EXERCISE OBJECTIVE: Summarize the post on healing Kalecgos in two sentences.

DOCUMENT EXCERPT:
⟨

May 23, 2008

The Near Future

It's Friday.  Work is slow.  I'm just about the only one here.  So in response to Anon's comment about tips on SWP healing and tankage, I give you my thoughts on Kalecgos.
 
This isn't going to be one of those moment by moment strat guide things.  I totally know that you read Bosskillers and the like.  Instead, these are my observations on what helped us ultimately go from wipe to win.
 
First, there's only 2 kinds of healers for Kalecgos: group and direct.  Your group healers are shamans and CoH priests.  Your direct healers are imp spi priests, paladins, and druids.  The only flip-flops you can make is between the types is priests but that's only if you're in a jam, or if you have extra of one flavor over another.
 
We run with 4 group healers and 5 direct healers, creating 4 pairs (group/direct) and a loner.  You want to mix up the pairs based on skill and class.  I'll put a solid group healer with a good direct healer and visa versa.  I don't put two priests together, and instead try to spread them out.  The goal is to use the random group calls to your advantage by ending up with a good mix of classes in any phase.
 
The direct healers are to heal themselves and the MT of whatever phase they're in.  That's it and all they'll have the mana for.  This is not a fight you can cross-heal on.  Group healers are responsible for their group and anyone else in the phase.  This is so important that I check the who healed whom on WWS.
 
That extra direct healer?  The entire purpose of that healer is to cover the first dragon tank between when the last group ports to the demon and the first group ports back in.  Ideally you'll use a paladin since they'll can bubble off the dragon debuff around 10 and not affect their mana pot usage later by drinking an arcane pot.  If you use another class, they're going to experience the pain of about 13-15 debuffs stacked on them.  This extra healer and the first dragon tank form a 5th portal group of their own.
 
The trick for that extra healer, though, if if they get ported before the last group goes, they need to be prepared to have a group go with them.  So they have to be aware of who hasn't gone at any given point and stand near them if possible.
 
All tanks (we use 3) should chug Ironshield Pots like there's no tomorrow (i.e. every 2 min).  Bring about 40-50 each to every progression night.  Learn to love them because you'll be doing the same thing on Brutallus later.  We've been selling extra raid mats to fund this rather expensive addiction.
 
Healers should be fully buffed out, including 2 elixirs, food, and weapon oil.  All direct healers need to understand that there will be a number of times during phase transitions of other groups where they'll be solo healing the MT.  Also, the tank damage is severe, with even worse spikes.  Paladins need to spam a heavy mix of Lights, to the point they should pick mp5 items over crit/haste.  Druids don't get to just slap some LB's around and call it a day.  They're going to have to cast big heals like everyone else.  Scary, I know.

⟩

RECORD EXCERPTS:
⟨

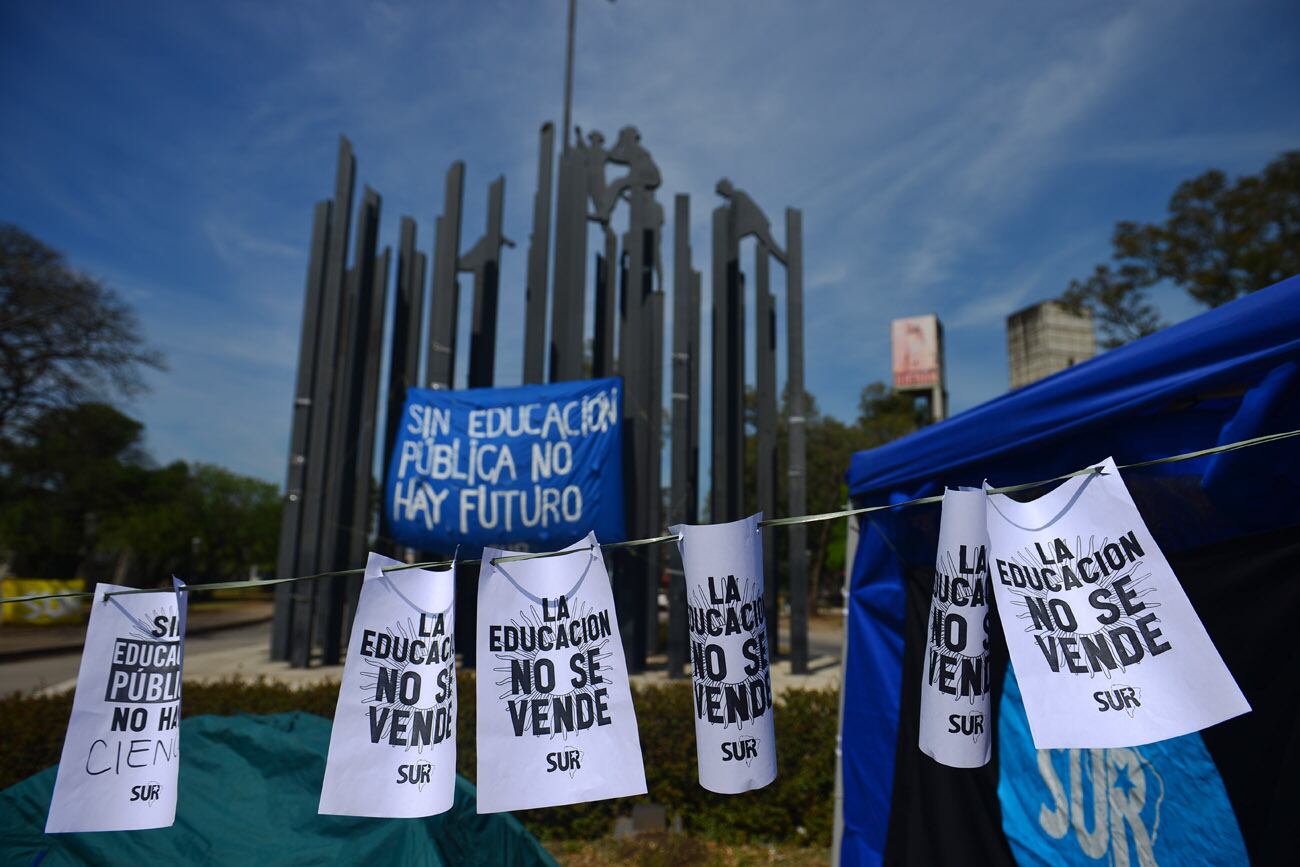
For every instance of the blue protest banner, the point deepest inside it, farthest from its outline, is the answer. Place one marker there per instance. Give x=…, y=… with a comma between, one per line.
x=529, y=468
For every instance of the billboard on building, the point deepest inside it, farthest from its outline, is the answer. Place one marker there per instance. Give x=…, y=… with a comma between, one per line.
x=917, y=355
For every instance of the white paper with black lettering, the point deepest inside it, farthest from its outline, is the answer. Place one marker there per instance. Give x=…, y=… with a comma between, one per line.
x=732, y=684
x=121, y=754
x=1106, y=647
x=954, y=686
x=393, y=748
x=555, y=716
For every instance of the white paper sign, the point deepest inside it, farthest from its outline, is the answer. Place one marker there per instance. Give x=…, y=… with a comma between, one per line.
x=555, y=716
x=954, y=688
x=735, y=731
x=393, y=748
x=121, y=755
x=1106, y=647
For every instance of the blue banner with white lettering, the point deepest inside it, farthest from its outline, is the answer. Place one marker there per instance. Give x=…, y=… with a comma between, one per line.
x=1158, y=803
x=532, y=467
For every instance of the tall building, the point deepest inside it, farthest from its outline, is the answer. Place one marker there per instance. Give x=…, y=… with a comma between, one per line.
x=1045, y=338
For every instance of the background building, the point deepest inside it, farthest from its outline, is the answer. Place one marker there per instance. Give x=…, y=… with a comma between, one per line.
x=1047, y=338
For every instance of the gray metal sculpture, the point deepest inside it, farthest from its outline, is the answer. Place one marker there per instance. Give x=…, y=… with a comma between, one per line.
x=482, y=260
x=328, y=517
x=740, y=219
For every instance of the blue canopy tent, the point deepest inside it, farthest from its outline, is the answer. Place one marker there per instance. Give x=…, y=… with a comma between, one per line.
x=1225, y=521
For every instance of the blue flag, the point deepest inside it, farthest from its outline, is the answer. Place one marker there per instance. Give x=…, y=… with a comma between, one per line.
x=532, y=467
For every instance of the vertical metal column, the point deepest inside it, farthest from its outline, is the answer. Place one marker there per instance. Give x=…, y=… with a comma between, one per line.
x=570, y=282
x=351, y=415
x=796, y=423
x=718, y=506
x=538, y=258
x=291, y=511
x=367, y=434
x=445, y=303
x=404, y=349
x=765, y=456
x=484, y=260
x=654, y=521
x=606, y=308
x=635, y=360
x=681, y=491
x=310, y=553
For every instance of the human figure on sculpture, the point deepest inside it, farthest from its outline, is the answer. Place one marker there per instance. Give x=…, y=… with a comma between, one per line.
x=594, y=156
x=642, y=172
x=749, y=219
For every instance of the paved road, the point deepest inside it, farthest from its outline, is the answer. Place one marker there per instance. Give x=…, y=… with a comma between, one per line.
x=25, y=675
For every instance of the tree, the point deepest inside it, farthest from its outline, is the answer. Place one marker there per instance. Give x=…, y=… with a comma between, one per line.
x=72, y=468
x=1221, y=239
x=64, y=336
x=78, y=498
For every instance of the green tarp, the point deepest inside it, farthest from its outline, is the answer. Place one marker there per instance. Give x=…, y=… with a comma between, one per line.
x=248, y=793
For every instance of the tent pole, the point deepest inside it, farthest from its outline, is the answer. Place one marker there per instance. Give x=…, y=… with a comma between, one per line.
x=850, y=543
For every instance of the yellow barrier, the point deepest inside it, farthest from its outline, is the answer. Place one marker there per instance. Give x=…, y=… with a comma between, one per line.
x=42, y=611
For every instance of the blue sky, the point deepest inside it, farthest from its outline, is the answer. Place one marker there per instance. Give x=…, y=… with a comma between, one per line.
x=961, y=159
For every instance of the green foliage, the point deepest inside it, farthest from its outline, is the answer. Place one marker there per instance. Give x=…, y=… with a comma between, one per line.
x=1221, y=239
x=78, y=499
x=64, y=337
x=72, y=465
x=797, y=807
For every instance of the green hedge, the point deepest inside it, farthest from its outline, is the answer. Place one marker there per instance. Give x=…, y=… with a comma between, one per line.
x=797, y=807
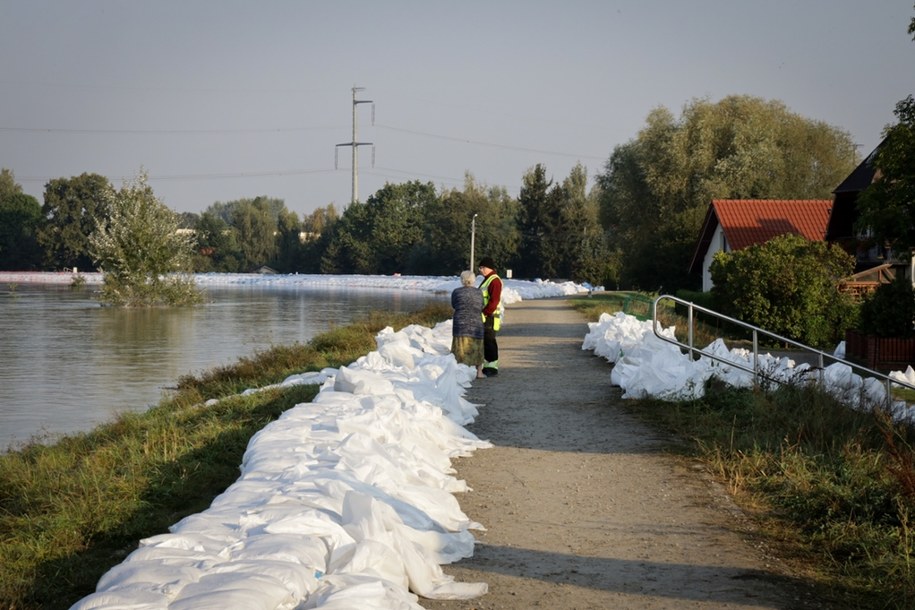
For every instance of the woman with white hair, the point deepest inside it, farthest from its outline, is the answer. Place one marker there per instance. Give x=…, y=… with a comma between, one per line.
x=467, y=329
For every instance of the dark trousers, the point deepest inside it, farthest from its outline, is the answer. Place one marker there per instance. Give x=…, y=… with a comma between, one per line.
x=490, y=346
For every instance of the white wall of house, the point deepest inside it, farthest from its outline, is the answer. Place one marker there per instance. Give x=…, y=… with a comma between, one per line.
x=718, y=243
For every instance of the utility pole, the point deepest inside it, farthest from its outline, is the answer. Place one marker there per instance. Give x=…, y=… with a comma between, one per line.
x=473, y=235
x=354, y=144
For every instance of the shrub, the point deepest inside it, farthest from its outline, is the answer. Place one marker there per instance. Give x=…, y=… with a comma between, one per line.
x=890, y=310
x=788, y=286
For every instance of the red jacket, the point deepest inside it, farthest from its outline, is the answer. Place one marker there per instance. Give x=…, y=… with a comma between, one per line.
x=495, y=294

⟩

SOLUTION TO THIS EXERCISE: For Kalecgos the post splits healers into group healers (shamans and CoH priests) and direct healers (priests, paladins and druids), running four group and five direct healers as four mixed pairs plus one extra direct healer who covers the first dragon tank between portal groups. Direct healers heal only themselves and the main tank of their phase while group healers cover their group and anyone else in the phase, all tanks drink Ironshield Pots about every two minutes, and healers come fully buffed and ready for severe tank damage.